— DATA IN THIS EXERCISE —

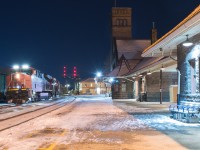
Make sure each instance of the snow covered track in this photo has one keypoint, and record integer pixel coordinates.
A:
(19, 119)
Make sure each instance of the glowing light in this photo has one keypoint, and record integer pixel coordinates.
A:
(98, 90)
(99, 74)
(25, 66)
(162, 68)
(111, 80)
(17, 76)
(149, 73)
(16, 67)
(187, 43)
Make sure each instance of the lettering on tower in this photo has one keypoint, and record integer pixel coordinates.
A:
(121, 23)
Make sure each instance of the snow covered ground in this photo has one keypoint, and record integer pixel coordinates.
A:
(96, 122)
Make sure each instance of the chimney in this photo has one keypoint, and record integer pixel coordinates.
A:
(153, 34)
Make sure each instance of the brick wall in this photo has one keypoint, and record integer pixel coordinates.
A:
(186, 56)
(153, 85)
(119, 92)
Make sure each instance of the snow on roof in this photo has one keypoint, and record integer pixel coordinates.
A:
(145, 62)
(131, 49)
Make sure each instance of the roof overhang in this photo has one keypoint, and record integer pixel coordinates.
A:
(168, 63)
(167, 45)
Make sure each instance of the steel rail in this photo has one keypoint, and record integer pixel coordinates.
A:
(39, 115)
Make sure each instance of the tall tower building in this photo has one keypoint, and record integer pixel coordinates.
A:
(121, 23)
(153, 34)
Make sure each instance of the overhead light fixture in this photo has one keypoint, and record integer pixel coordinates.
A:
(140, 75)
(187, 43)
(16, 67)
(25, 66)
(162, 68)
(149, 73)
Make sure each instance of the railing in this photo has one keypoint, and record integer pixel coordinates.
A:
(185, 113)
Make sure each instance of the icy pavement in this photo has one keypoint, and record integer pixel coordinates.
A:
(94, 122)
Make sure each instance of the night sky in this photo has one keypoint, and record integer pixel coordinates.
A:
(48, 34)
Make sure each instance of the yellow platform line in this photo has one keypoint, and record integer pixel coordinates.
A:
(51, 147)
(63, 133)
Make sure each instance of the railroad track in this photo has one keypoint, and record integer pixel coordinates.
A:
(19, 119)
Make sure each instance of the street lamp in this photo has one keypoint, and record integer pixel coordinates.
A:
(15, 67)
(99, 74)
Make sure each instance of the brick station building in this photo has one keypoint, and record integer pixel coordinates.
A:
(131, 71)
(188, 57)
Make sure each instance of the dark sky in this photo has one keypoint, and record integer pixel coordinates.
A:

— DIRECTIONS FOR THIS TASK —
Repeat the data exactly, dropping every picture it holds.

— YOUR SOLUTION —
Make sure each instance of the snow covered track in this photo has one keypoint, and record integer pixel coordinates.
A:
(19, 119)
Make sure each instance of the glowing light in this photo has one keypoint, and record integer pixel coordinates.
A:
(98, 90)
(99, 74)
(25, 66)
(162, 68)
(111, 80)
(17, 76)
(149, 73)
(16, 67)
(187, 43)
Make sure each instance of the lettering on tower in this photo has one keypoint, and record integer pixel coordinates.
A:
(121, 23)
Make sure each instance of the snow covered ground in this photo has one keypoint, and record integer pixel coordinates.
A:
(96, 122)
Make sure each instance of the chimney in this photo has one keypoint, and record integer pixel coordinates.
A:
(153, 34)
Make sure each instance of the brick wall in this photo has one keypoint, and record integer pixel coordinates.
A:
(186, 56)
(153, 85)
(119, 92)
Make sure each instance of the snow on roof in this photo has one keypoint, and record integer pixel coordinates.
A:
(145, 62)
(131, 49)
Make sure each instance of the roof overhang in this photo has one keypoint, and record integer pixel coordinates.
A:
(168, 63)
(167, 45)
Make sure each instance of the steel rail in this photo has one keypoint, and record integer pixel coordinates.
A:
(39, 115)
Make sure each instance of the tall tower building in this photo has one keypoint, and record integer pixel coordinates.
A:
(121, 23)
(153, 34)
Make sure each instance of the overhead light fixture in this photo has one keypoint, and record integer pixel coordinates.
A:
(140, 75)
(187, 43)
(16, 67)
(25, 66)
(162, 68)
(149, 73)
Make sure each instance of the railing in this photo has one keypoint, and record integer pixel coordinates.
A:
(185, 113)
Make sure each instance of the icy pavement in this photo has one keypoint, and record integer pixel coordinates.
A:
(94, 122)
Make sure each instance of the night sky in this photo has one keypoint, and record integer pixel coordinates.
A:
(48, 34)
Make sure each instance of the yellow platform line in this photo has one keypoint, and record integer pixel coordinates.
A:
(51, 147)
(63, 133)
Make sure each instance of the railroad track in this photo has one keypoint, and record integer pixel coordinates.
A:
(19, 119)
Make sure each instance of the street lamp in this photo has one keypoint, and record integer pixel coordinates.
A:
(15, 67)
(99, 74)
Make sure each instance of the brick station building in this photo has one keypoint, and record integer pixel coordinates.
A:
(131, 71)
(188, 57)
Make sure each instance of the dark sky in this photo has one keypoint, and record integer pixel coordinates.
A:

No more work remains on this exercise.